Dataset excerpts:
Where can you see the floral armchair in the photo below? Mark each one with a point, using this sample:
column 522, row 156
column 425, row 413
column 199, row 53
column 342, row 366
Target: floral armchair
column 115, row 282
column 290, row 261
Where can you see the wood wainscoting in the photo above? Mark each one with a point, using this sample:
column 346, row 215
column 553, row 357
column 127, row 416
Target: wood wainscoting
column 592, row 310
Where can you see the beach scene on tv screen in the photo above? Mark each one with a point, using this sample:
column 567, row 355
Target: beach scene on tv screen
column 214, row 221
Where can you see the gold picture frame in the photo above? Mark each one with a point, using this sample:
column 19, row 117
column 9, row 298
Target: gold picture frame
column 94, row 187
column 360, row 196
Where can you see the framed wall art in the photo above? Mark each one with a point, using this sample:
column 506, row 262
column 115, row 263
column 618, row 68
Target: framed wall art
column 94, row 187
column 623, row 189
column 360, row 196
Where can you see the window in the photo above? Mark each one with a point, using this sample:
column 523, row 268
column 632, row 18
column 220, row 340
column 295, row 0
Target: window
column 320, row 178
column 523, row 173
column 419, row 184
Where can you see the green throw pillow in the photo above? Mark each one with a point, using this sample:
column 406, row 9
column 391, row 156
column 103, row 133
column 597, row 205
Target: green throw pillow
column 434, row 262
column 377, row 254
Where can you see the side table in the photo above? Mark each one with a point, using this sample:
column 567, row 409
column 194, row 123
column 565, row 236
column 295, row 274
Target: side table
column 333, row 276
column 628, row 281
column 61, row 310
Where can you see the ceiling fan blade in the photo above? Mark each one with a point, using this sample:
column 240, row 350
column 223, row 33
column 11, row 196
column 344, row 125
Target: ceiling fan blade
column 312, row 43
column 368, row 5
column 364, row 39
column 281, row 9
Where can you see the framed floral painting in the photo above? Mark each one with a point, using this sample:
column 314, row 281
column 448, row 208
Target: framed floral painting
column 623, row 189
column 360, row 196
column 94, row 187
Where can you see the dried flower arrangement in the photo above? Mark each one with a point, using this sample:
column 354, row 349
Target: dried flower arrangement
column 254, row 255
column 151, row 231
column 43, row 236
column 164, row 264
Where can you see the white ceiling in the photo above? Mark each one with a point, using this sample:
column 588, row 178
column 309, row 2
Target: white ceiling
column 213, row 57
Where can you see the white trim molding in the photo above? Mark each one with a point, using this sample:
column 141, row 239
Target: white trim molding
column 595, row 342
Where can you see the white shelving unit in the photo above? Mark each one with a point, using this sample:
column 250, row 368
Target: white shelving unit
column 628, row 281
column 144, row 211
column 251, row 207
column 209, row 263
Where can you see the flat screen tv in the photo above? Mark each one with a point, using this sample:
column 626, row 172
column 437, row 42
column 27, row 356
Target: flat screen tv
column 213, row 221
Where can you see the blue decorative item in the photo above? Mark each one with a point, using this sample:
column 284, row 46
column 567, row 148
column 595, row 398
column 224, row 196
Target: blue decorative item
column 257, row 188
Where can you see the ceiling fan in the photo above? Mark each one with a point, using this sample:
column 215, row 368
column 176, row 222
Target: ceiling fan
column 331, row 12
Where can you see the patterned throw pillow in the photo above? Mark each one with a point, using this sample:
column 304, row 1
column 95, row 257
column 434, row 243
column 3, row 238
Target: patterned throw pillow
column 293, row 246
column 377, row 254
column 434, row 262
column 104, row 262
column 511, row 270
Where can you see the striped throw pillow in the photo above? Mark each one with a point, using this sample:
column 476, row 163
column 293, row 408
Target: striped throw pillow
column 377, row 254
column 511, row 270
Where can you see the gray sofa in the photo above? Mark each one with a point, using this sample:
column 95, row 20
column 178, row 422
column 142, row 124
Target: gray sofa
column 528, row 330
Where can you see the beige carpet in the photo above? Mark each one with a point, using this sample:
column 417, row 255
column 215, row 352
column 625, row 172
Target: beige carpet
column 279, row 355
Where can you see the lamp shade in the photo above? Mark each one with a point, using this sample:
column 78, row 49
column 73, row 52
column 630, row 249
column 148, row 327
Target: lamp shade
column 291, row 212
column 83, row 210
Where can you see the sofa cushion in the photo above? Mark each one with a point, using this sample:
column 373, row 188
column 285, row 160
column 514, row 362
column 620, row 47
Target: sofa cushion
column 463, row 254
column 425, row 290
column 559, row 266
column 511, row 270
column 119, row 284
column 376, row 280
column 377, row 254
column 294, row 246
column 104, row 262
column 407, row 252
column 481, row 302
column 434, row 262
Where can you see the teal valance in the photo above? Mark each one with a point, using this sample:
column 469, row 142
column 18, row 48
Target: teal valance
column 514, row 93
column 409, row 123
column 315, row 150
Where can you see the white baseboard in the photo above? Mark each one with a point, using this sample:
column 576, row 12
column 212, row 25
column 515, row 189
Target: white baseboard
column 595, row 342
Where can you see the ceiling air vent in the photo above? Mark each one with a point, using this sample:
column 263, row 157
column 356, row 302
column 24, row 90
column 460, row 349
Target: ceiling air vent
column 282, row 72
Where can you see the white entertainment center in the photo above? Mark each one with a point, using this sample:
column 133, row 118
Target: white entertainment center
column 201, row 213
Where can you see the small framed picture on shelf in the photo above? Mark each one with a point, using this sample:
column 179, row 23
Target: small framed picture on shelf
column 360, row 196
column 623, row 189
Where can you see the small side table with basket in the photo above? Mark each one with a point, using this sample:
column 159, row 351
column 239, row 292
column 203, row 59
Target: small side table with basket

Aim: Update the entries starting with the line that contains "Where can you see the white shelving" and going on through the line that contains "column 279, row 355", changing "throw pillow" to "cushion" and leaving everything else unchanged. Give back only those lines.

Exercise result:
Where can you see the white shelving unit in the photo above? Mark each one with a point, using this sample:
column 250, row 368
Target: white shelving unit
column 628, row 281
column 144, row 211
column 251, row 207
column 209, row 263
Where can you see the flat screen tv in the photo above? Mark each one with a point, using this sample:
column 626, row 172
column 437, row 42
column 27, row 356
Target: flat screen tv
column 213, row 221
Where can you see the blue decorative item in the photo above? Mark each one with a point, using this sample:
column 284, row 46
column 567, row 148
column 595, row 398
column 224, row 196
Target: blue decorative item
column 257, row 188
Where can you see the ceiling fan in the photo above? Mark each one with a point, using this sample:
column 215, row 368
column 176, row 222
Target: ceiling fan
column 331, row 12
Where can you see the patterned cushion in the photo above? Mark each one with a point, using this sample:
column 304, row 1
column 95, row 257
column 434, row 243
column 3, row 238
Target: patterned cushion
column 293, row 246
column 377, row 254
column 434, row 262
column 104, row 262
column 511, row 270
Where can you see the striped cushion in the photo above? Mark each one with a point, using this sample:
column 476, row 163
column 293, row 408
Target: striped cushion
column 377, row 254
column 511, row 270
Where can you see the gray sofa in the photo above? Mark each one with a point, using this sample:
column 95, row 20
column 178, row 422
column 142, row 124
Target: gray sofa
column 528, row 330
Where can you see the beige carpet in the photo above? Mark each one with a point, using this sample:
column 417, row 255
column 215, row 352
column 625, row 172
Target: beige carpet
column 279, row 355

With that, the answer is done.